_Objective_
Transcribe the data that follows precisely, omitting nothing.

## Start Provided records

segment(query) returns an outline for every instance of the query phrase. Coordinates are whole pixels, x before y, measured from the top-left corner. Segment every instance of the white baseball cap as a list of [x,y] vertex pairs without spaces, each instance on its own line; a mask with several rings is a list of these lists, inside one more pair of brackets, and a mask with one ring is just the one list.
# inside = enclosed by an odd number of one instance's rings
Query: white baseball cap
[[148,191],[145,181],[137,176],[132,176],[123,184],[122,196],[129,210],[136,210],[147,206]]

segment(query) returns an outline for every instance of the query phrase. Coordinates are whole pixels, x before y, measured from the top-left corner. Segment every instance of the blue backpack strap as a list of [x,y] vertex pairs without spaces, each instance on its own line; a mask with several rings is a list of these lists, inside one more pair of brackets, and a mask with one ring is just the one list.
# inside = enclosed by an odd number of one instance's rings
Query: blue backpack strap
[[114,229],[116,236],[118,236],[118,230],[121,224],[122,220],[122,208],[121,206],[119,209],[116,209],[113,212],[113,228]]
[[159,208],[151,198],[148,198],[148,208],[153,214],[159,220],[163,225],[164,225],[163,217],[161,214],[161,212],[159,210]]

## End Provided records

_Completed task_
segment(query) returns an outline for every instance of the query phrase. Coordinates are whole pixels, x before y, measured from the top-left corner. Segment every instance of the white baseball cap as a list of [x,y] vertex pairs without spaces, each instance on its own line; a mask with several rings is a list of these lists, inside one more pair of brackets, and a mask with one ring is just the one list.
# inside = enclosed by an odd number of one instance's rings
Query: white baseball cap
[[148,191],[145,181],[137,176],[132,176],[123,184],[122,196],[129,210],[136,210],[147,206]]

segment(query) returns an outline for every instance of the query phrase. Coordinates are whole pixels, x before y, measured from the top-left corner. Segment every instance of the blue backpack strap as a list of [x,y] vertex pairs without spaces, each instance on its own line; a mask with several rings is a list of these lists, inside one more pair of brackets, and a mask with one ring is just the one list.
# inside = enclosed by an odd number of one instance's rings
Query: blue backpack strap
[[114,229],[116,236],[118,236],[118,230],[121,224],[122,220],[122,208],[121,206],[119,209],[116,209],[113,212],[113,228]]
[[159,208],[151,198],[148,198],[148,208],[153,214],[159,220],[163,225],[164,225],[163,217],[161,214],[161,212],[159,210]]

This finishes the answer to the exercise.